EXERCISE OBJECTIVE: Could you copy out every one of the rows below word for word, without changing anything?

[Excerpts of pointing data]
......

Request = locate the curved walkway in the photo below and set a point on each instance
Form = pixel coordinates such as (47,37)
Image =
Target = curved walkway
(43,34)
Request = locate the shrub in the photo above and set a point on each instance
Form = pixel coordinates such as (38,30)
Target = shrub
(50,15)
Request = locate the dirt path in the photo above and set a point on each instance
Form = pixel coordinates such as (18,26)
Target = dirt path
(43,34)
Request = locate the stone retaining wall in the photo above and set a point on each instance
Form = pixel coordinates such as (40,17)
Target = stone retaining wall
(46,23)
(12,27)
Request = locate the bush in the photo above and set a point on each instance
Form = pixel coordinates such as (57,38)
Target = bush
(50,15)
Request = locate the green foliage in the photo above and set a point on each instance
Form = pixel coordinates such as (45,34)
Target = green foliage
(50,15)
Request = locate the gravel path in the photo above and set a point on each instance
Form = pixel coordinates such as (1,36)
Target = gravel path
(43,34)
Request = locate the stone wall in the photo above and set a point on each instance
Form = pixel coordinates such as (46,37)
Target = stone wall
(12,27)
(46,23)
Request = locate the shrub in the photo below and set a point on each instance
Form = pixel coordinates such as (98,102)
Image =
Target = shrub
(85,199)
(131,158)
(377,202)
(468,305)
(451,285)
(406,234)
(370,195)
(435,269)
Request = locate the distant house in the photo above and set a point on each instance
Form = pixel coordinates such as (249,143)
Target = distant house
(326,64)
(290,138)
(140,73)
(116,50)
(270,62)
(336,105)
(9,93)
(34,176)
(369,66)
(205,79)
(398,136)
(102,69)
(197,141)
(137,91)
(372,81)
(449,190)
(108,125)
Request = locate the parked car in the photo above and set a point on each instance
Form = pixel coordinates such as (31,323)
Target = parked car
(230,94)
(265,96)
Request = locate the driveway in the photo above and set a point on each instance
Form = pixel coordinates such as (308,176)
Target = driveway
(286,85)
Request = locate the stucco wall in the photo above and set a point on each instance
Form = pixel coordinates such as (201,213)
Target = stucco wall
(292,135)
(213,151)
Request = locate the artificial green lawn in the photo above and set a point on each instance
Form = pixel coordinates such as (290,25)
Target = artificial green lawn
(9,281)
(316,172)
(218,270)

......

CORRECT OUTPUT:
Request = locate the curved walkway in the photo below and set a point on each instance
Form = pixel coordinates such as (47,37)
Image =
Target = curved walkway
(43,34)
Request = locate the shrub in the photo above and set a point on each instance
Form = pixel coordinates such as (38,30)
Target = shrub
(50,15)
Request = locate the dirt path in the photo above and set a point on each instance
Form = pixel coordinates such as (18,26)
Target = dirt path
(43,34)
Request = locate the stone retaining wall in the photo above and set a point on each instance
Form = pixel coordinates such as (40,17)
Target = stone retaining wall
(46,23)
(12,27)
Request = locate the bush in the photo above and set a point on each instance
Form = pixel coordinates such as (57,38)
Target = bush
(50,15)
Request = locate the green foliage in the photo above and set a point on each instance
Form = pixel coordinates such as (45,34)
Target = green foliage
(50,15)
Request = locate the gravel path in the photo above and set a point on each instance
Form = pixel coordinates such as (1,36)
Target = gravel path
(43,34)
Request = locate the stone wall in the photo above and set a point on each instance
Form = pixel coordinates such as (46,37)
Target = stone wall
(12,27)
(46,23)
Request = locate the shrub in the photo below and set a point on each instance
Form = pixel coordinates such as (98,102)
Image =
Target = shrub
(85,199)
(131,158)
(377,202)
(468,305)
(451,285)
(406,234)
(370,195)
(435,269)
Request = locate the distant house in the photo above and set a point on each instance
Form = pixel coordinates such as (249,143)
Target = distant house
(326,64)
(290,138)
(140,73)
(116,50)
(270,62)
(336,105)
(9,93)
(34,176)
(369,66)
(205,79)
(398,136)
(102,69)
(197,141)
(137,91)
(372,81)
(449,190)
(108,125)
Request = locate the parked car in the photo above and set a point on each instance
Form = pixel coordinates such as (31,323)
Target = parked car
(230,94)
(265,96)
Request = locate the driveway in the photo above and set a point on each instance
Form = pixel coordinates such as (308,176)
Target = driveway
(286,85)
Request = locate the stucco wall in the photo above and set a point on each instance
Form = pixel coordinates such as (201,213)
Target = stucco wall
(292,135)
(213,151)
Request = locate the artificial green lawn in the photo above and set a point on each instance
Form = pixel coordinates such as (290,25)
Target = artificial green lawn
(9,281)
(316,172)
(218,270)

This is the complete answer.